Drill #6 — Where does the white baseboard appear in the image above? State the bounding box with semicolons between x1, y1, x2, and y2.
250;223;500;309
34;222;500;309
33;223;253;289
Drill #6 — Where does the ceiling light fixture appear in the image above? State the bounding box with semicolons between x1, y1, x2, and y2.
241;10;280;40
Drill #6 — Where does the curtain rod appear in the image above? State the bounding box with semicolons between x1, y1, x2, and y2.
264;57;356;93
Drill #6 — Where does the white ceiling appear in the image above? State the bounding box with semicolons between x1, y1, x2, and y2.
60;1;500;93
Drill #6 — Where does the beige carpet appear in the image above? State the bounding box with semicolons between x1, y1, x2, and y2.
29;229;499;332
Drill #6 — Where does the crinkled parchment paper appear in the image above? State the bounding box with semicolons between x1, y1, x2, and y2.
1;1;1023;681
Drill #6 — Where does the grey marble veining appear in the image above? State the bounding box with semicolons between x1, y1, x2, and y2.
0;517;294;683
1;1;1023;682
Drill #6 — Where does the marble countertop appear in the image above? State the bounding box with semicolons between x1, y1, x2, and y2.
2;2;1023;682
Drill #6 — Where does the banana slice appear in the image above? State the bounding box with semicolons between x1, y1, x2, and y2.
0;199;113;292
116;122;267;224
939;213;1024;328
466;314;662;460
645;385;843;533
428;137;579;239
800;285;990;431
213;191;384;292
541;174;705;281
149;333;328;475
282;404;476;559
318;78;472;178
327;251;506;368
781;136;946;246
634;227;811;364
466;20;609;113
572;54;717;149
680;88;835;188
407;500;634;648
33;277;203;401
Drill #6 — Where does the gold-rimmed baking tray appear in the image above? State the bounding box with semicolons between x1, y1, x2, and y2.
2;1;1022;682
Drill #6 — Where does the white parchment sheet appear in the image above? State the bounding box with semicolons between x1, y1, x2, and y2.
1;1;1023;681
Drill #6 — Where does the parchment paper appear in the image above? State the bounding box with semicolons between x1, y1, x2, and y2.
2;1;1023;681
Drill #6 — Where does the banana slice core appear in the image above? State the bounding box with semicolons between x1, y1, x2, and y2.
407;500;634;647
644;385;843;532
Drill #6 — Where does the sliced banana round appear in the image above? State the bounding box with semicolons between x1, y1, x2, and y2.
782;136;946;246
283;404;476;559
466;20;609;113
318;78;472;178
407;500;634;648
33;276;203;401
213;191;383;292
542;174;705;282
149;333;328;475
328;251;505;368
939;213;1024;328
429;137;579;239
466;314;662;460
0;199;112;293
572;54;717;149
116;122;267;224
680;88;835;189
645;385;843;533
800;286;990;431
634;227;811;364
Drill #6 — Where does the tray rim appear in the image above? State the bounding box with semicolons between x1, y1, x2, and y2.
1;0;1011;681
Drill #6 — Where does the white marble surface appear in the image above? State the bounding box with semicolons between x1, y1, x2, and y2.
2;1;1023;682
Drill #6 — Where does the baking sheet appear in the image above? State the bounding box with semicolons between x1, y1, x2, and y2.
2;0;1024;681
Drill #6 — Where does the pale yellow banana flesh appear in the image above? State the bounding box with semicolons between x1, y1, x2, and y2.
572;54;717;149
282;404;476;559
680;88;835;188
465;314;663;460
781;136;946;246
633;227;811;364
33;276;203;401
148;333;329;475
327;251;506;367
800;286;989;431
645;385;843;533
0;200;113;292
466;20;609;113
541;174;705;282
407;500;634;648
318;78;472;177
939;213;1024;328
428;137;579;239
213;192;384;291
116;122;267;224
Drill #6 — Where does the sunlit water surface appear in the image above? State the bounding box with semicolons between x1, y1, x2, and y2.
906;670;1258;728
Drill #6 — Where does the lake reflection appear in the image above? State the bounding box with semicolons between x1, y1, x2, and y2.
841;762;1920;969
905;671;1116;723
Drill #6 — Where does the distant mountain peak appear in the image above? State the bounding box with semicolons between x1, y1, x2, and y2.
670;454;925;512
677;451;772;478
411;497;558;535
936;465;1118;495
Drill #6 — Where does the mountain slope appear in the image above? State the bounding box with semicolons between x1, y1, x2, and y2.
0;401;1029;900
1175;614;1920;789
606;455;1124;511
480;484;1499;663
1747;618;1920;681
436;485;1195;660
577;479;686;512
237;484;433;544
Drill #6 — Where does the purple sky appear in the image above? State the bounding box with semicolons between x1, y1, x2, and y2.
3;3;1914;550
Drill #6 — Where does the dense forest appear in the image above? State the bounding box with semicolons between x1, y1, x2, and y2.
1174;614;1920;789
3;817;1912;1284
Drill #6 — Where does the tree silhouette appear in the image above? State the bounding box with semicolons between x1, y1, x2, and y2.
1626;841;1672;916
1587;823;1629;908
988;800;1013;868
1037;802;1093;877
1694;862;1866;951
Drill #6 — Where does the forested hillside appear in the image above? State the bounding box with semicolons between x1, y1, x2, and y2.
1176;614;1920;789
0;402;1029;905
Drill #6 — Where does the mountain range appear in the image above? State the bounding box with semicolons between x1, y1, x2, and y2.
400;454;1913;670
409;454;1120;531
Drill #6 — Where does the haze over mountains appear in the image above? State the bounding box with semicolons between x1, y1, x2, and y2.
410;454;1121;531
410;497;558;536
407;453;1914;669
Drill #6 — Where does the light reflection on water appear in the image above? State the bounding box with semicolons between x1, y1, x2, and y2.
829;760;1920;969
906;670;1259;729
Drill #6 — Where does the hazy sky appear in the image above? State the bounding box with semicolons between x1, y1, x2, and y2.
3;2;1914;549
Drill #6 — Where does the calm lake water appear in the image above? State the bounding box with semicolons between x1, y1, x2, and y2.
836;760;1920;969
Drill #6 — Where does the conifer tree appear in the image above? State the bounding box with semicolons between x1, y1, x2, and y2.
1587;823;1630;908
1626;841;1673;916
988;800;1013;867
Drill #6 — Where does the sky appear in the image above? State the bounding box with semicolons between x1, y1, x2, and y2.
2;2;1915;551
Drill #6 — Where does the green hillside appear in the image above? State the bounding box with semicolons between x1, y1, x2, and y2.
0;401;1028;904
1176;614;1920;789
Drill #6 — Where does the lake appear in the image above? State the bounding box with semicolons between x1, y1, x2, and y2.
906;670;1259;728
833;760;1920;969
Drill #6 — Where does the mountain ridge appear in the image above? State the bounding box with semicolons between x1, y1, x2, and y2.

How to complete this task: Nothing may change. Retype all of the entries.

Finished exercise:
Drill #6 — Where does the white baseboard appear in the image above? State the bounding box with semicolons between x1, y1, x2, and y2.
250;223;500;309
34;222;500;309
33;223;253;289
Drill #6 — Where does the ceiling light fixture appear in the image above? State the bounding box with semicolons between x1, y1, x2, and y2.
241;10;280;40
Drill #6 — Where does the curtain rod appear in the image above? State the bounding box with semicolons between x1, y1, x2, and y2.
264;57;356;93
Drill #6 — Where does the white ceiling appear in the image above? State the bounding box with semicolons between x1, y1, x2, and y2.
60;1;500;93
Drill #6 — Where does the beige carpet appear in the image above? State the bounding box with semicolons between x1, y1, x2, and y2.
29;229;499;332
Drill #6 — Where does the crinkled parchment paper appear in the image above? State the bounding box with semicolons between x1, y1, x2, and y2.
1;1;1023;681
Drill #6 — Where does the grey marble veining appear in the image above? State the bounding box with semicolons between x1, y1, x2, and y2.
0;517;294;683
1;1;1023;682
Drill #6 — Where does the marble countertop appear in the image above? State the bounding box with semicolons between x1, y1, x2, and y2.
2;2;1023;682
Drill #6 — Where does the banana slice appear in the image above? State the bounding box with semicolons between x1, y1, x2, and y2.
0;199;113;292
116;122;267;224
939;213;1024;328
466;314;662;460
645;385;843;533
428;137;579;239
800;285;990;431
213;191;384;292
541;174;705;281
149;333;328;475
282;404;476;559
318;78;472;178
327;251;506;368
781;136;946;246
634;227;811;364
466;20;609;113
572;54;717;149
680;88;835;188
407;500;634;648
33;277;203;401
Drill #6 — Where does the gold-rimmed baking tray appear in the image above? State the bounding box with semicolons between x1, y1, x2, and y2.
2;1;1022;682
Drill #6 — Where does the white parchment sheet appear in the image above? State the bounding box with semicolons between x1, y1, x2, and y2.
1;1;1023;681
Drill #6 — Where does the parchment paper appear in the image above? State the bounding box with semicolons between x1, y1, x2, and y2.
2;1;1023;681
Drill #6 — Where does the banana slice core appear in the image above? State the bounding box with semicolons between x1, y1, x2, and y2.
407;500;634;647
644;385;843;532
Drill #6 — Where does the sliced banana round appear in the image above? State the bounding box with semicolons between x1, y1, x2, and y2.
782;136;946;246
283;404;476;559
466;20;609;113
318;78;472;178
407;500;634;648
33;276;203;401
213;191;383;292
542;174;705;282
149;333;328;475
328;251;505;368
939;213;1024;328
429;137;579;239
466;314;662;460
0;199;112;293
572;54;717;149
116;122;267;224
680;88;835;189
645;385;843;533
800;286;990;431
634;227;811;364
Drill #6 — Where does the tray rim appear in the image above? State the bounding box with semicolons between x1, y1, x2, and y2.
1;0;1011;681
Drill #6 — Where does the white marble surface appear in the image above? State the bounding box with semicolons between x1, y1, x2, and y2.
2;1;1023;682
Drill #6 — Where does the baking sheet appear in the image above? State the bounding box with semicolons between x1, y1, x2, and y2.
2;0;1024;681
Drill #6 — Where does the pale yellow banana flesh appear in the image above? State the bounding box with semicolons between x1, y1, x2, and y2.
572;54;717;149
282;404;476;559
680;88;835;188
465;314;663;460
781;136;946;246
633;227;811;364
33;276;203;401
148;333;329;475
327;251;506;367
800;286;989;431
645;385;843;533
0;200;113;292
466;20;609;113
541;174;705;282
407;500;634;648
318;78;472;177
939;213;1024;328
428;137;579;239
213;192;384;291
116;122;267;224
Drill #6 — Where does the sunlit water surface appear in the image above? State the bounding box with semicolons between x1, y1, x2, and y2.
906;670;1258;728
Drill #6 — Where does the lake reflection appear in the image above? State the bounding box with semicolons between x1, y1, x2, and y2.
841;762;1920;969
905;671;1116;723
Drill #6 — Where does the distant mountain peak appear in the image above? State the bounding box with semicolons between x1, y1, x2, and y2.
670;454;925;512
677;451;772;478
411;497;558;535
936;465;1118;495
Drill #6 — Where does the mountain slope appear in the image above? State the bounding box with semicolons between x1, y1, x2, and y2.
0;401;1029;900
1175;614;1920;789
606;455;1124;511
480;484;1499;663
1747;618;1920;681
436;485;1195;660
577;479;686;512
237;484;433;544
Drill #6 — Where does the purple sky appear in the image above? State the bounding box with semicolons between x1, y1, x2, and y2.
3;3;1914;550
Drill #6 — Where does the dense forest appear in the image above? State the bounding box with semicolons between x1, y1, x2, and y2.
1174;614;1920;789
3;817;1912;1284
Drill #6 — Where does the tree silhouette appear in the image above? State the bounding box with semicolons between x1, y1, x2, and y2.
1626;841;1672;916
1587;823;1629;908
988;800;1013;868
1037;802;1093;877
1694;862;1866;951
Drill #6 — Where does the forested hillside appear in the image above? State the bounding box with semicolons between x1, y1, x2, and y2.
1176;614;1920;789
0;402;1029;905
Drill #6 — Where does the mountain range appear in the image above? State the bounding box with semicolons between x1, y1, x2, and y2.
400;454;1913;670
409;454;1120;531
Drill #6 — Where does the haze over mountains appear in the image above? State the bounding box with semicolons between x1, y1, x2, and y2.
410;454;1121;531
410;497;558;536
407;453;1914;669
Drill #6 — Where does the light reflection on water appear in the image above? State the bounding box with semicolons between x1, y1, x2, and y2.
829;760;1920;969
906;670;1259;729
Drill #6 — Where does the hazy sky appear in the image above? State the bounding box with semicolons between x1, y1, x2, and y2.
3;2;1914;549
Drill #6 — Where does the calm lake water appear in the image above? State the bounding box with semicolons between x1, y1, x2, and y2.
836;760;1920;969
Drill #6 — Where does the conifer tree appear in the image above? State the bounding box with semicolons between x1, y1, x2, and y2.
1587;823;1630;908
1626;841;1673;916
988;800;1013;867
Drill #6 — Where does the sky appear in the image above? State the bounding box with semicolons between x1, y1, x2, and y2.
2;2;1915;551
Drill #6 — Where does the green hillside appear in the image above? State the bounding box with semicolons between x1, y1, x2, and y2.
0;401;1028;904
1176;614;1920;789
Drill #6 — Where does the lake appear in the image above? State the bounding box with semicolons between x1, y1, x2, and y2.
906;670;1259;728
833;760;1920;969
Drill #6 — Where does the mountain ridge appear in the image above? State the bounding box with semicolons between x1, y1, x2, and y2.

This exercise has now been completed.